TEXT
──────

Here is some ideas also. What about media exposure. We could get the local newspapers to do a small write up of the event and possibly take a couple photos. Could also see about getting the charity race in the up coming events column of the papers as well. Since it is for charity, I think a TV station would love to do a quick 1 minute bit on the event, doesn't have to be long since they ussually do bits about the length of commercials.


----------



## Todd Manchester

Good idear


----------



## cjtamu

Yeah Tol, we'd mentioned that before on the old thread. Should not be a problem since it's a charity event. But are you talking about media exposure for racing on Sept 03 also?


----------



## mongo88

If you want exposure from tv stations, heres what you do.

Setup a grudge match with their sports guys during the race (first day iif its a 2 day event). Have racers donate cars and time to help the reporters out (pit beeches so to speak, lol). Then have someone paint bodies up with the stations logo and colors on it. After the race, have the person autograph the body and then auction them off with the proceeds going to the charity. You _know_ those guys will have good coverage of that. You can even bring in some radio stations DJ's. They might even do a remote broadcast from the race.

──────

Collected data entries
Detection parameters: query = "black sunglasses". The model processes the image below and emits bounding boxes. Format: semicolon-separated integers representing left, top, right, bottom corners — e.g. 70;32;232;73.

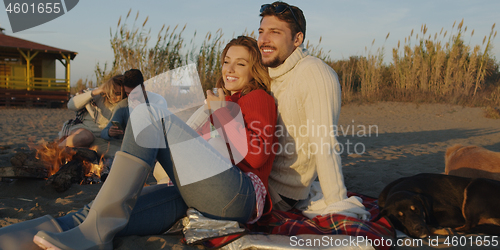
260;3;304;33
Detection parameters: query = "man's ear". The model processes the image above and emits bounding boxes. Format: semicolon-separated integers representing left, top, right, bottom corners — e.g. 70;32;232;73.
293;31;304;47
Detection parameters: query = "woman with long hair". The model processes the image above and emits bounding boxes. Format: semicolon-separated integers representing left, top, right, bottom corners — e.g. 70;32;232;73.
59;75;126;147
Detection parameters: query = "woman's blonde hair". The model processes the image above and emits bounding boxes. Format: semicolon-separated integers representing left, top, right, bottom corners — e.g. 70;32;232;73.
101;75;125;105
216;36;271;96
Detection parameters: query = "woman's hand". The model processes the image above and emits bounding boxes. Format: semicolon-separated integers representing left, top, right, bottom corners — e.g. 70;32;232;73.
108;125;124;137
206;88;226;112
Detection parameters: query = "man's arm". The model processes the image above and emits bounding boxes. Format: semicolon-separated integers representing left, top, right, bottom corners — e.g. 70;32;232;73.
301;59;347;205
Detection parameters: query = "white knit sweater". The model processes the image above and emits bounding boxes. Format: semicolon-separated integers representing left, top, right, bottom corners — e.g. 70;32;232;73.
269;45;347;205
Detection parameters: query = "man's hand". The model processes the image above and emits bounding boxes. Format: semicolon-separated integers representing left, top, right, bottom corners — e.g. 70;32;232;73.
206;88;226;112
108;125;124;137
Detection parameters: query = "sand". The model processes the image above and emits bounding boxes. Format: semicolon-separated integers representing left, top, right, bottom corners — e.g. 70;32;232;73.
0;102;500;249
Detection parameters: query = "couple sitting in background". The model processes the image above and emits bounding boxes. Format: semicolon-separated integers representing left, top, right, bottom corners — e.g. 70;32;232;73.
0;2;366;249
59;69;144;154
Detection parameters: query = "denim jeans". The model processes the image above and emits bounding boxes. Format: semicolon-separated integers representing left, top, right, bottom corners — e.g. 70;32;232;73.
118;102;256;236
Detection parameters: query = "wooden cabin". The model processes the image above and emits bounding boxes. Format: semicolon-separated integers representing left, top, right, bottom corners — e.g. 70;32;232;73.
0;28;77;107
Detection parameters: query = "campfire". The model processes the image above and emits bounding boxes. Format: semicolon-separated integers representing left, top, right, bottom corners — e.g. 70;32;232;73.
2;142;107;192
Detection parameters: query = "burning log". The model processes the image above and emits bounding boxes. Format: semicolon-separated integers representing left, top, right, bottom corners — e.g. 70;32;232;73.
0;144;104;192
0;151;48;179
45;148;100;193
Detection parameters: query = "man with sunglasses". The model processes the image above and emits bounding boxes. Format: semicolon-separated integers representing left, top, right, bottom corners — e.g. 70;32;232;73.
258;1;367;218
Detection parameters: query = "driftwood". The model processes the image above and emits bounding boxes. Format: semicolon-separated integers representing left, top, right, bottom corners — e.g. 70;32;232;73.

──────

LIST OF TASKS
1. In the forum thread about promoting the charity race, what should be painted on the car bodies for the grudge match with the TV sports reporters?
2. Pick up the forum thread about promoting the charity race after its last sentence and keep it going.
These entries were gathered from a separate source.

ANSWERS IN ORDER
1. The station's logo and colors.

2.
----------



## cjtamu

LOL. We know a girl who's a sports columnist for The Chronicle. Maybe we can get the print media against the TV people. I also know there are quite a few Texans players who play with RC cars, David Carr being one. If we're talking about a March date I bet we can get some of them out there.


----------



## Tol Thomas

Chris,Iam refering to the charity race. Also Mike Myers from s-grid also asked for a write up and photos so he can publish them from the event. He has a thread in the onroad forum thatdeals with charittyraces and I mentioned about2cool putting one on and it is just preliminary but it is in the works and he asked me to possibly get him those items to post.


----------



## cjtamu

That's cool. Man, I need to get back on The Grid, with the lack of racing I've done in the last year I haven't had any reason to. We're coming up with some great ideas, we really need to get as many people as we can together, find a date, figure out who's contacting whom and get to work publicizing the race. I left a message in the other thread. Who's going to Mike's this Sunday?


----------



## Gary

When the event gets closer Ill write up a PSA and give it to some of the local radio stations. Ill hit the "Outdoor Show" pretty hard. Ive called in a few times and may have some connections. Jim Pruitt is back on the air and Im sure he wont have any problem giving us some airtime since he is involved with kids. KPFT and NPR might work also. I gotta think about those though.


----------



## cjtamu

Biff, there's also an import auto show in Sept. Reflex is supposed to have set up a mini-z demo. We could bring the 1/10 up there just for show (I have a couple Honda bodies, LOL). Bet you could create some new racers there.


----------



## Gary

I think Joe is a on a "Burn out" right now. Taking some time off.

OH, BTW!  Chris McGough posted up on TTT. We need to get him in here.


----------



## PD2

Gary said:


> I think Joe is a on a "Burn out" right now. Taking some time off.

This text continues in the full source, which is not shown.